- [Excerpt]:
***

Why do we create another variance variable after the function?
Answer
In order to use the functions we just made, we need to give them values. We have the list, grades, to pass our other functions, but the function to calculate standard deviation expects a variance value to be provided, which we don’t have anywhere.
It may seem confusing because we do have a variable named variance inside of the grades_variance() and grades_std_deviation() functions, but those variables only exist inside of those functions. This is called scope of a variable, or where it is accessible.
Think of the stuff inside of functions as only being accessible inside of that function, which is why return is so useful.
Why do we create a variable outside of the scope of the functions this time?
All other functions we were tasked with creating handle everything within their scope. I understand the benefit of having the data accessible by calling a variable instead of the function. However, why haven’t we done that for all of the previous functions as well? I imagine that data is just as important to statistics.
I agree, but would put it the other way round:
We always called the helper functions inside the new function.
And we got our result by calling a function with grades as args.
Wouldn’t it be more logical to follow through with this pattern, giving std_dev scores as param and having it call our_variance = variance(scores), then return our_variance ** 0.5?

***

- [Supplied information]:
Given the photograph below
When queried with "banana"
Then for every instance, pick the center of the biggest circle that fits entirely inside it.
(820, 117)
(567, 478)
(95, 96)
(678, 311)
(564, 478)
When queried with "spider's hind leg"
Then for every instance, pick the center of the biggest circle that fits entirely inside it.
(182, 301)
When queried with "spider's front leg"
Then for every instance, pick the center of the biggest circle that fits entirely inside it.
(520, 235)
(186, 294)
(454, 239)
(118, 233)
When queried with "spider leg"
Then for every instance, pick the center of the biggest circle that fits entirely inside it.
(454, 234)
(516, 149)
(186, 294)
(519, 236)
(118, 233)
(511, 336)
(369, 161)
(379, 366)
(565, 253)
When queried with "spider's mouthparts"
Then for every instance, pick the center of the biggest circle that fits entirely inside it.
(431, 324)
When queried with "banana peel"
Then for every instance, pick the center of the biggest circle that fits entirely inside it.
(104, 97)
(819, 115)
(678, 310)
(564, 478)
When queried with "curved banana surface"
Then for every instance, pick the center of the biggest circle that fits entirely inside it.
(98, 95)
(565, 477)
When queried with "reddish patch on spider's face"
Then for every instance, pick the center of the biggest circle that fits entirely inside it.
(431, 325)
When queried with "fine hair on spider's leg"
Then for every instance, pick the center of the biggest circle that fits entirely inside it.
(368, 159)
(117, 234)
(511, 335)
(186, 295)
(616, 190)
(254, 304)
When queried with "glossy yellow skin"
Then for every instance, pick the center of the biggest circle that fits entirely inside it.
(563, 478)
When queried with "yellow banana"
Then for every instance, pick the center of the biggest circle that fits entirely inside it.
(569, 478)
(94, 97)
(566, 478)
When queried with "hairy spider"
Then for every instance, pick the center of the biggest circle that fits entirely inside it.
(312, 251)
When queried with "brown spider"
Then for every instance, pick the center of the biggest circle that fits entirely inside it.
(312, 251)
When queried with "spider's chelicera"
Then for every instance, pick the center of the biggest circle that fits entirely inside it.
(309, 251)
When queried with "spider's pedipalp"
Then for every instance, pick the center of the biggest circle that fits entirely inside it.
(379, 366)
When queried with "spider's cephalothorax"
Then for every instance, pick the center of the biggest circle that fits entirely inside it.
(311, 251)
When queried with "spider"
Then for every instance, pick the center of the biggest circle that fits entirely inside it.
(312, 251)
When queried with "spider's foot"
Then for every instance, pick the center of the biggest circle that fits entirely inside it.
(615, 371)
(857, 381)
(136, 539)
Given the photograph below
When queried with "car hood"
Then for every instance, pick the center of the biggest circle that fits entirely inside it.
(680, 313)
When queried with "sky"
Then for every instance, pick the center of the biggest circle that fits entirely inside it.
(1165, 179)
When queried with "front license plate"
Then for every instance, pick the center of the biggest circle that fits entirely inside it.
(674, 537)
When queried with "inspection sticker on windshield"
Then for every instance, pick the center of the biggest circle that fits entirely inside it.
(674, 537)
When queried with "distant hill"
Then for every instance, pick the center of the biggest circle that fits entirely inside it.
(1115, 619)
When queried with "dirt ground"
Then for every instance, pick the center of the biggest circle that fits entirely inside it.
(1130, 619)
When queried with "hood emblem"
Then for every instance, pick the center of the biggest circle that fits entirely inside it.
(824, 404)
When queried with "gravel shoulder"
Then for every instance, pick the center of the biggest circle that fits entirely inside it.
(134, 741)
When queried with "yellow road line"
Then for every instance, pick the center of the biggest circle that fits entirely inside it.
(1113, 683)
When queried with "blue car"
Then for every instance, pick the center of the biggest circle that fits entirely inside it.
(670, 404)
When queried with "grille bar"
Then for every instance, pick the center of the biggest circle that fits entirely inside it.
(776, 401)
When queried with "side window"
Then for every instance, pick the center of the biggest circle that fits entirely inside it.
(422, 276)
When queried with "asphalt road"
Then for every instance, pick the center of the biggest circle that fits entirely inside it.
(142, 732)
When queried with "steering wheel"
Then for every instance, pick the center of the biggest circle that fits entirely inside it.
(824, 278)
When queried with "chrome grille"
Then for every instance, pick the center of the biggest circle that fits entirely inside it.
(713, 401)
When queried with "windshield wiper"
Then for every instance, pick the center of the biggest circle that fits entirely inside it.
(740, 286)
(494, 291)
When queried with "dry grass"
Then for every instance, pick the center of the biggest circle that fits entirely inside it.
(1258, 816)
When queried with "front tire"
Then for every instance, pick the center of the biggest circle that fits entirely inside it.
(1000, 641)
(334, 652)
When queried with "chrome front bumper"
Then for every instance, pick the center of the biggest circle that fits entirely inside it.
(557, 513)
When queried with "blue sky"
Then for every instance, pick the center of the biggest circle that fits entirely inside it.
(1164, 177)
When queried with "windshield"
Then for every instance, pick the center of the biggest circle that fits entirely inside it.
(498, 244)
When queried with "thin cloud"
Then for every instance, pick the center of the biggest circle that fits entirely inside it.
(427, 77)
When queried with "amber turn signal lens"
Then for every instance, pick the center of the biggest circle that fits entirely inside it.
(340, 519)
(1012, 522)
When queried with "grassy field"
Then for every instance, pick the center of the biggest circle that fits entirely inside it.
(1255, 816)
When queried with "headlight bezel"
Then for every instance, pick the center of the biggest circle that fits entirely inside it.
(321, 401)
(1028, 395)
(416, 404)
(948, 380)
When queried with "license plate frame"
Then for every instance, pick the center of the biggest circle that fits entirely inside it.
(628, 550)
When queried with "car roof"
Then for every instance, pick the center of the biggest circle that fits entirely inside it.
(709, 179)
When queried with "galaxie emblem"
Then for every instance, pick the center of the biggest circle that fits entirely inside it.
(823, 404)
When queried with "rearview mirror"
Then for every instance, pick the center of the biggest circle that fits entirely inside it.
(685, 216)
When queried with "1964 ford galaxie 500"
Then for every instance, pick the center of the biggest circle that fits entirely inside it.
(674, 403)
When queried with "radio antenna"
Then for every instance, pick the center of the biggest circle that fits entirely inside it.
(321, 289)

***

- [Brief]: Quote every sentence in the thread about the variance variable that ends with a question mark.

- [Problem solution]:
- Why do we create another variance variable after the function?
- Why do we create a variable outside of the scope of the functions this time?
- However, why haven’t we done that for all of the previous functions as well?
- Wouldn’t it be more logical to follow through with this pattern, giving std_dev scores as param and having it call our_variance = variance(scores), then return our_variance ** 0.5?